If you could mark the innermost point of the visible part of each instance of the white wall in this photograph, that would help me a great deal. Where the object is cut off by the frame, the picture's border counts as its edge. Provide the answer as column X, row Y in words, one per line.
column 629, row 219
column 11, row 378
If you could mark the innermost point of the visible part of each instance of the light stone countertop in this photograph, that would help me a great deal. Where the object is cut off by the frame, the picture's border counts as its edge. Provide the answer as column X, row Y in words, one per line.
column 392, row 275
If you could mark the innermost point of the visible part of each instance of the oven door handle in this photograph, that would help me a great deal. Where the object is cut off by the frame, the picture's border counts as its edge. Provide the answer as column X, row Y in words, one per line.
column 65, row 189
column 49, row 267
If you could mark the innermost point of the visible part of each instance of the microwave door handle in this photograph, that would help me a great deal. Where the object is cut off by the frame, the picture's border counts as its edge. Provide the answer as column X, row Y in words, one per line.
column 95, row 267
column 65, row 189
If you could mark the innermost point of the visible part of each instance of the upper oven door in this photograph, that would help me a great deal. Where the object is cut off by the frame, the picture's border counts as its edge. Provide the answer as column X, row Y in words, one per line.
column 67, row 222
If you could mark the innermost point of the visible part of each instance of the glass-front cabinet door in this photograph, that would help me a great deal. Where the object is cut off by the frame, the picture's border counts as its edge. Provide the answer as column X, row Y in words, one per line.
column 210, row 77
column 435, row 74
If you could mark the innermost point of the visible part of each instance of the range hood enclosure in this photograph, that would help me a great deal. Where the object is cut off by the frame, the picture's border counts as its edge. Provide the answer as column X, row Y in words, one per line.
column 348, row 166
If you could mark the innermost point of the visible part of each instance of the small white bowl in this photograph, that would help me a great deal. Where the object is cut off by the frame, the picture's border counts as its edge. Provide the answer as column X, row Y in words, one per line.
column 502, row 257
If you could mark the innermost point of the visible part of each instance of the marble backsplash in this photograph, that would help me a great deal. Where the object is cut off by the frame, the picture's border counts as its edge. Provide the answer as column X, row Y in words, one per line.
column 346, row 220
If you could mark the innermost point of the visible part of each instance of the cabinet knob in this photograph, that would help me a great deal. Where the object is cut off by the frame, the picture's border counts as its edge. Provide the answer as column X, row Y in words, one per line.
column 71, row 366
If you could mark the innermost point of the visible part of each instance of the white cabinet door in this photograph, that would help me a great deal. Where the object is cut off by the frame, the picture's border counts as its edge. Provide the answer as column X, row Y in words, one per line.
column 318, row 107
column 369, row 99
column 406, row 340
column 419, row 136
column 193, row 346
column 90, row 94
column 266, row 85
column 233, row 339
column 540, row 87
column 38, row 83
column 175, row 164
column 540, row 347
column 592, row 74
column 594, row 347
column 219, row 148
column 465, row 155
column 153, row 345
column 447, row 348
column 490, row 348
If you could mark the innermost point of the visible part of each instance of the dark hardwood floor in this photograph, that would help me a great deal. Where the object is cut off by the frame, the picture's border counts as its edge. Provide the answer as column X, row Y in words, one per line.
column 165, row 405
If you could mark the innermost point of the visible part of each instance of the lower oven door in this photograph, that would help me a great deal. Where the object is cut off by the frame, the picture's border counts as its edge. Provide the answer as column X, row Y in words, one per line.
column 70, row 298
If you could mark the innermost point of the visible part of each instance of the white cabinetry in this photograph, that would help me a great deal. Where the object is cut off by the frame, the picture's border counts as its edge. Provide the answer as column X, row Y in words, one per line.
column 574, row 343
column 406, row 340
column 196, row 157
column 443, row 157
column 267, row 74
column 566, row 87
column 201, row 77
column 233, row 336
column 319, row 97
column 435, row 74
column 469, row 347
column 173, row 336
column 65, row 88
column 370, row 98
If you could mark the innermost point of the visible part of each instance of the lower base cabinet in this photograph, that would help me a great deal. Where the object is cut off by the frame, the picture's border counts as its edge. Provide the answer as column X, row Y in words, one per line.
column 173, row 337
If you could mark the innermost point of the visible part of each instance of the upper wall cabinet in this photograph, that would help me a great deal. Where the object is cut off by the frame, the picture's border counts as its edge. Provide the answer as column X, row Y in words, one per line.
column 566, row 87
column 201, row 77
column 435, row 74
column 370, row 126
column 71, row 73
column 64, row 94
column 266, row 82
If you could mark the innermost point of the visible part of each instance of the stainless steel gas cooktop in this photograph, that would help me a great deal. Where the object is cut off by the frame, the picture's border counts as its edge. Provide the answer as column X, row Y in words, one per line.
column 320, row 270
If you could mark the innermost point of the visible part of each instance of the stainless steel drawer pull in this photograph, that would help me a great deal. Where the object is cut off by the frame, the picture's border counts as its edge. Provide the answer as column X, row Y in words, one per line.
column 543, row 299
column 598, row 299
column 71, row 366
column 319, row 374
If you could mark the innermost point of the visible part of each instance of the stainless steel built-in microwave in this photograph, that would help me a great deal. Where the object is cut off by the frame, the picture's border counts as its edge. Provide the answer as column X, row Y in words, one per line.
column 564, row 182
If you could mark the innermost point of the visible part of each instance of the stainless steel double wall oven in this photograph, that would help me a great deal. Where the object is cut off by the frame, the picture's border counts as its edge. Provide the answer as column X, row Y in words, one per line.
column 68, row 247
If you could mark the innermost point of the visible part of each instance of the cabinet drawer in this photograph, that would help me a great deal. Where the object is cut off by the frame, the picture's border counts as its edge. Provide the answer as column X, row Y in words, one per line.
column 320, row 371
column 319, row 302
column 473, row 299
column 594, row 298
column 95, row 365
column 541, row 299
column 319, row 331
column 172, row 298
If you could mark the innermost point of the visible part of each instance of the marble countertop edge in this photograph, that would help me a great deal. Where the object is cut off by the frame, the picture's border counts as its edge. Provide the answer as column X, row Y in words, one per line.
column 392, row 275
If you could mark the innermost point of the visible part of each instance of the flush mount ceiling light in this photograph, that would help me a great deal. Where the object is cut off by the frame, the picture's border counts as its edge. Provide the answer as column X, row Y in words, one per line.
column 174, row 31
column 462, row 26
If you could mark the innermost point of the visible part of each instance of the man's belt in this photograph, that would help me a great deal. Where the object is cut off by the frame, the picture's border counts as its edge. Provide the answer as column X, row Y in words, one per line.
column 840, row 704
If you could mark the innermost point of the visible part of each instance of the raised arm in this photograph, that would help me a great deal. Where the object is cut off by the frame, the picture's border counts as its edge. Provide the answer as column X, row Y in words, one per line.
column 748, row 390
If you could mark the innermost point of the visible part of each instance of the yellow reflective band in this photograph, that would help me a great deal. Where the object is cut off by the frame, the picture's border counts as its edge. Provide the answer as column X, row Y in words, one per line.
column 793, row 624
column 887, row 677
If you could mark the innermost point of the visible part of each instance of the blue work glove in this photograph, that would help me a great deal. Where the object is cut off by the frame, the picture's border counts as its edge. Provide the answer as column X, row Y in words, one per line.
================
Render every line of the records above as a JSON array of strings, with one string per line and blank lines omitted.

Result of the task:
[
  "If you could mark the innermost point of the visible part of each instance of the white wall in this photograph, that would help me a great deal. Where the object is cut off by the frame, the picture's border counts as its edge. Provide the answer as column X, row Y in words, one per line.",
  "column 629, row 219",
  "column 11, row 378",
  "If you could mark the innermost point of the visible part of each instance of the light stone countertop in this photograph, that would help me a great deal. Where the object is cut off by the frame, the picture's border counts as its edge. Provide the answer as column X, row Y in words, one per line.",
  "column 392, row 275",
  "If you could mark the innermost point of the visible part of each instance of the oven door handle in this photograph, that would help me a great deal. Where the object is cut off by the frame, the picture's border counts as its edge. Provide the answer as column X, row Y in words, one per line.",
  "column 65, row 189",
  "column 49, row 267",
  "If you could mark the innermost point of the visible part of each instance of the microwave door handle in this photograph, that would help me a great deal. Where the object is cut off by the frame, the picture's border counts as its edge. Provide the answer as column X, row Y in words, one per line.",
  "column 95, row 267",
  "column 65, row 189",
  "If you could mark the innermost point of the visible part of each instance of the upper oven door in this photograph, that would help me a great deal. Where the object is cut off by the frame, the picture's border counts as its edge. Provide the answer as column X, row Y in words, one per line.",
  "column 67, row 222",
  "If you could mark the innermost point of the visible part of each instance of the glass-front cabinet door in this photograph, that would help me a great deal. Where the object is cut off by the frame, the picture's border counts as its edge. Provide the answer as column X, row Y in words, one per line.",
  "column 210, row 77",
  "column 435, row 74",
  "If you could mark the innermost point of the visible part of each instance of the range hood enclosure in this photograph, that would help me a great deal. Where the object is cut off by the frame, the picture's border counts as its edge. Provide the answer as column X, row Y in words, one per line.",
  "column 348, row 166",
  "If you could mark the innermost point of the visible part of each instance of the small white bowl in this photograph, that would help me a great deal. Where the object is cut off by the frame, the picture's border counts as its edge. Provide the answer as column X, row Y in words, one per line.",
  "column 502, row 257",
  "If you could mark the innermost point of the visible part of each instance of the marble backsplash in this photograph, that would help me a great deal. Where the object is cut off by the frame, the picture's border counts as its edge. Provide the answer as column X, row Y in words, one per line.",
  "column 346, row 220",
  "If you could mark the innermost point of the visible part of each instance of the cabinet knob in this photograph, that would help me a great deal. Where the object is cut off by the frame, the picture's border counts as its edge. Provide the answer as column X, row Y in words, one per line.",
  "column 71, row 366",
  "If you could mark the innermost point of the visible part of each instance of the white cabinet door in this photograph, that would help me a great deal. Where the object is cut off by the frame, the picture's border counts as its edge. Provide the answer as column X, row Y in words, one per line.",
  "column 318, row 107",
  "column 369, row 99",
  "column 406, row 340",
  "column 419, row 136",
  "column 193, row 346",
  "column 90, row 94",
  "column 266, row 85",
  "column 233, row 339",
  "column 540, row 87",
  "column 38, row 83",
  "column 175, row 164",
  "column 540, row 347",
  "column 592, row 74",
  "column 594, row 347",
  "column 219, row 148",
  "column 465, row 155",
  "column 153, row 345",
  "column 447, row 348",
  "column 490, row 348",
  "If you could mark the innermost point of the visible part of each instance of the dark hardwood floor in this photograph, that would help me a great deal. Where the object is cut off by the frame, the picture's border counts as its edge. Provide the answer as column X, row Y in words, one per line.",
  "column 165, row 405",
  "If you could mark the innermost point of the visible part of each instance of the lower oven door in this photograph, that would help me a great deal. Where the object is cut off by the frame, the picture's border counts as its edge. Provide the answer as column X, row Y in words, one per line.",
  "column 70, row 298",
  "If you could mark the innermost point of the visible part of each instance of the white cabinetry in this photograph, that would help me a great deal. Where the object is cut off by the frame, the picture's border counts as its edge. Provide the answer as column X, row Y in words, one per line.",
  "column 574, row 343",
  "column 406, row 340",
  "column 196, row 157",
  "column 443, row 157",
  "column 267, row 74",
  "column 566, row 87",
  "column 201, row 77",
  "column 233, row 336",
  "column 319, row 97",
  "column 435, row 74",
  "column 469, row 347",
  "column 173, row 336",
  "column 65, row 88",
  "column 370, row 98",
  "If you could mark the innermost point of the visible part of each instance of the lower base cabinet in this photograph, that would help me a great deal. Where the object is cut off by the frame, the picture's border counts as its edge. Provide the answer as column X, row Y in words, one per line.",
  "column 173, row 337",
  "If you could mark the innermost point of the visible part of each instance of the upper wall cabinet in this photograph, that would help me a great deal. Where the object is cut off by the frame, the picture's border counts as its edge. Provide the answer as column X, row Y in words, one per line.",
  "column 566, row 87",
  "column 201, row 77",
  "column 435, row 74",
  "column 370, row 126",
  "column 71, row 73",
  "column 64, row 94",
  "column 266, row 82",
  "If you could mark the innermost point of the visible part of each instance of the stainless steel gas cooktop in this photograph, that would help me a great deal. Where the object is cut off by the frame, the picture's border counts as its edge. Provide the answer as column X, row Y in words, one per line.",
  "column 320, row 270",
  "If you could mark the innermost point of the visible part of each instance of the stainless steel drawer pull in this photograph, that would help me a great deal. Where the object is cut off by the frame, the picture's border counts as its edge. Provide the answer as column X, row Y in words, one per line.",
  "column 543, row 299",
  "column 598, row 299",
  "column 71, row 366",
  "column 319, row 374",
  "If you could mark the innermost point of the visible part of each instance of the stainless steel built-in microwave in this photograph, that would help me a great deal. Where the object is cut off by the frame, the picture's border counts as its edge. Provide the answer as column X, row Y in words, one per line.",
  "column 564, row 182",
  "If you could mark the innermost point of the visible part of each instance of the stainless steel double wall oven in this photograph, that would help me a great deal. Where the object is cut off by the frame, the picture's border counts as its edge. Provide the answer as column X, row Y in words, one per line.",
  "column 68, row 247",
  "If you could mark the innermost point of the visible part of each instance of the cabinet drawer in this photograph, that would help me a great deal. Where the object is cut off by the frame, the picture's border counts as its edge. Provide the answer as column X, row Y in words, one per line.",
  "column 320, row 371",
  "column 319, row 302",
  "column 473, row 299",
  "column 594, row 298",
  "column 95, row 365",
  "column 541, row 299",
  "column 319, row 331",
  "column 172, row 298",
  "If you could mark the innermost point of the visible part of each instance of the marble countertop edge in this photograph, that would help me a great deal. Where the object is cut off by the frame, the picture's border counts as its edge. Provide the answer as column X, row Y in words, one per line.",
  "column 392, row 275",
  "If you could mark the innermost point of the visible part of each instance of the flush mount ceiling light in this photograph, that would help me a great deal. Where the object is cut off by the frame, the picture's border counts as its edge. Provide the answer as column X, row Y in words, one per line.",
  "column 174, row 31",
  "column 462, row 26",
  "If you could mark the innermost point of the visible part of each instance of the man's belt in this photograph, that would help me a great deal. Where the object is cut off by the frame, the picture's border counts as its edge. Provide the answer as column X, row Y in words, one per line.",
  "column 840, row 704",
  "If you could mark the innermost point of the visible part of each instance of the raised arm in this photograph, that would help me a great deal. Where the object is cut off by the frame, the picture's border counts as its edge. Provide the answer as column X, row Y in words, one per line.",
  "column 748, row 390",
  "If you could mark the innermost point of the visible part of each instance of the yellow reflective band in this photograph, that would help me a great deal. Where the object is cut off by the frame, the picture's border counts as its edge. Provide the answer as column X, row Y in words, one per line.",
  "column 793, row 624",
  "column 887, row 677",
  "If you could mark the innermost point of the visible part of each instance of the blue work glove in this photograph, that would help me a great deal. Where the object is cut off by the frame, the picture's border counts as its edge. Provide the answer as column X, row Y in words, one per line."
]